## Work instructions
Can the data below be set down again exactly, line for line?

..........

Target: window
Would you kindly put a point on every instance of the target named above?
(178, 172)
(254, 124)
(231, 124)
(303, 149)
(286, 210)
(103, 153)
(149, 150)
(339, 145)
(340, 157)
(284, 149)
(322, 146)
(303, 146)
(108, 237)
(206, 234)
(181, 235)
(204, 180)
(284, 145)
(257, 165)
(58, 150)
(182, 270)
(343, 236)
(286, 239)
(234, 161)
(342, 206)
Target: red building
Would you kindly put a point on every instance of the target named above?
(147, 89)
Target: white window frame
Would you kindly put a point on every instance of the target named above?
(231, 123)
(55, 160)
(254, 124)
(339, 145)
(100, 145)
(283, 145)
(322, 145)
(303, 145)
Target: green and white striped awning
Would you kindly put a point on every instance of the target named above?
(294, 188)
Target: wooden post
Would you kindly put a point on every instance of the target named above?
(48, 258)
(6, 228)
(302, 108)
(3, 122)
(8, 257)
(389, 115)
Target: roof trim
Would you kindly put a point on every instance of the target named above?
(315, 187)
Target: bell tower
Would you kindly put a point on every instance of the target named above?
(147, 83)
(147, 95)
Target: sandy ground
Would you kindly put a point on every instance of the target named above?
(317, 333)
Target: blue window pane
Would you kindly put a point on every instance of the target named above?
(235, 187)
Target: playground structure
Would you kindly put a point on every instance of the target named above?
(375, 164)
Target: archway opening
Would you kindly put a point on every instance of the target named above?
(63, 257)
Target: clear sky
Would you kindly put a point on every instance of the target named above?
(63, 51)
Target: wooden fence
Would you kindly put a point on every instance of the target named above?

..........

## Correct answer
Target: window
Would you kindly put a point on every instance of the target named above?
(178, 172)
(254, 124)
(231, 124)
(303, 149)
(286, 210)
(103, 153)
(149, 150)
(339, 145)
(340, 157)
(284, 149)
(322, 146)
(303, 146)
(108, 237)
(206, 234)
(181, 235)
(204, 180)
(284, 145)
(257, 165)
(58, 150)
(182, 270)
(343, 236)
(286, 239)
(234, 161)
(342, 206)
Target: red building
Would you kindly put a point on every instance of the target named above?
(147, 89)
Target: white window frame
Would you kindly put a point on every instance of the target named above?
(231, 123)
(55, 160)
(254, 124)
(339, 145)
(100, 145)
(283, 145)
(322, 145)
(303, 145)
Target: green and white striped awning
Would you kindly put a point on every instance of the target named above?
(294, 188)
Target: wooden post
Would you kindly put a point on every instance of the target named above?
(48, 258)
(6, 228)
(302, 108)
(3, 122)
(8, 257)
(389, 115)
Target: roof trim
Would you kindly put a point on every instance of the target named above?
(315, 187)
Target: bell tower
Would you kindly put a point on every instance of the target named above?
(147, 83)
(147, 95)
Target: sandy ground
Would you kindly put a point on every instance of the target named above?
(317, 333)
Target: blue window pane
Would you kindly put a point on every instance of the target named above?
(235, 187)
Target: playground structure
Would you kindly put a point on every instance of the target named above?
(375, 164)
Target: archway opening
Would you kindly put a point on every instance of the target named above?
(63, 257)
Target: clear sky
Would you kindly put a point on every instance of the target named above?
(63, 51)
Target: wooden fence
Would you kindly put a point on every instance of the target named above?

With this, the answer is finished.